#### [Given instruction]
Edit the rows from the line containing "Target: water surface" through the end of the rows, replacing "dormer window" with "attic window" and keeping everything else the same. Leave the pictures out of your answer.

Pointing rows
=====

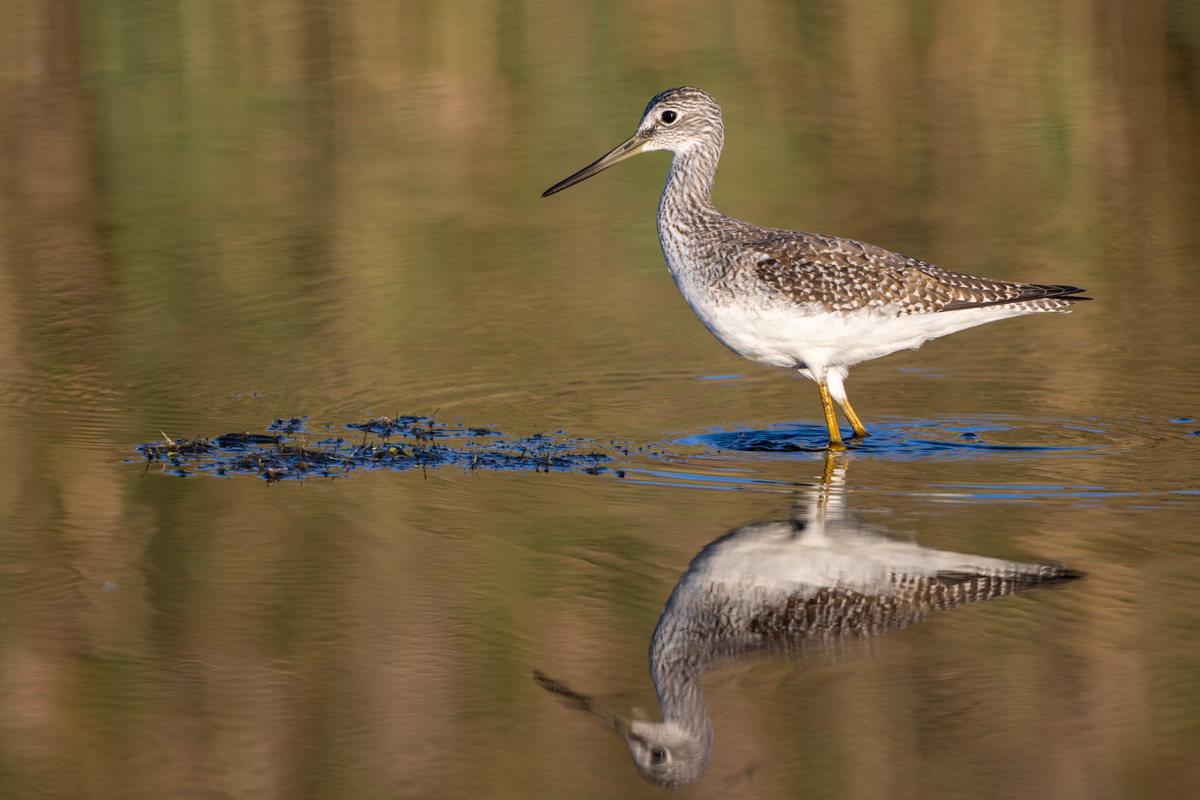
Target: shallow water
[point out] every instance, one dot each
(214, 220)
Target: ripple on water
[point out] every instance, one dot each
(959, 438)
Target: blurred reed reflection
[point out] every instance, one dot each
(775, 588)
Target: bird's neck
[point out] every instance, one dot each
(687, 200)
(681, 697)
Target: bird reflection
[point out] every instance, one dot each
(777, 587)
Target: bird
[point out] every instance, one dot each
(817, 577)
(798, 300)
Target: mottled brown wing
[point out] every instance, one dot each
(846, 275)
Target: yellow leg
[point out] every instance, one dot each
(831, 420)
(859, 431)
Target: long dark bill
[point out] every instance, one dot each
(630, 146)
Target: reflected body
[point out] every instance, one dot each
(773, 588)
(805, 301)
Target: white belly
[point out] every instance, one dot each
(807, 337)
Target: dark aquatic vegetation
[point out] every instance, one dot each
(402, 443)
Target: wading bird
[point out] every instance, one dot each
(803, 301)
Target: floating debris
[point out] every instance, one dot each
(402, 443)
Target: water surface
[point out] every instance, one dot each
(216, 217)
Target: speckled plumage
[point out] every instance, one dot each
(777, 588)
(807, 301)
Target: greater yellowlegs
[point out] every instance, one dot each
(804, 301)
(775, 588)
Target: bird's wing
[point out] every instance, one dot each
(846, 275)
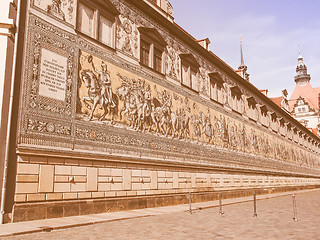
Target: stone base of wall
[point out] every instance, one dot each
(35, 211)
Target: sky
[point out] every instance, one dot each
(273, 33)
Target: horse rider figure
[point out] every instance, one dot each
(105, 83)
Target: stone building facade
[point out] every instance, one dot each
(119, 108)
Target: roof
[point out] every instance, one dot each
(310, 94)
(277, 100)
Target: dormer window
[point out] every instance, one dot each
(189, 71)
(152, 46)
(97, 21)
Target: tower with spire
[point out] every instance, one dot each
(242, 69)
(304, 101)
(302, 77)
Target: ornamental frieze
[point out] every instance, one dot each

=====

#### [Expected answer]
Target: water surface
[point out] every instance, one dot each
(216, 217)
Target: speckled plumage
[point out] every instance, one dot each
(777, 588)
(807, 301)
Target: greater yellowlegs
[point out] every instance, one dot each
(804, 301)
(775, 588)
Target: bird's wing
[point out] every instance, one dot each
(846, 275)
Target: stone base of wall
[point out] every instance, one dot each
(35, 211)
Target: sky
[point out] every instance, one dot each
(273, 33)
Target: horse rider figure
[point out] every instance, one dot each
(105, 83)
Target: stone building facade
[point out] every instance, one dot each
(119, 108)
Target: roof
[point out] every instance, one dot each
(310, 94)
(277, 100)
Target: attic window
[point out] every instance, one dot each
(189, 71)
(152, 46)
(97, 21)
Target: tower with spire
[point out] every instance, one dot each
(242, 69)
(304, 101)
(302, 77)
Target: ornamental frieze
[point out] every instance, one dot each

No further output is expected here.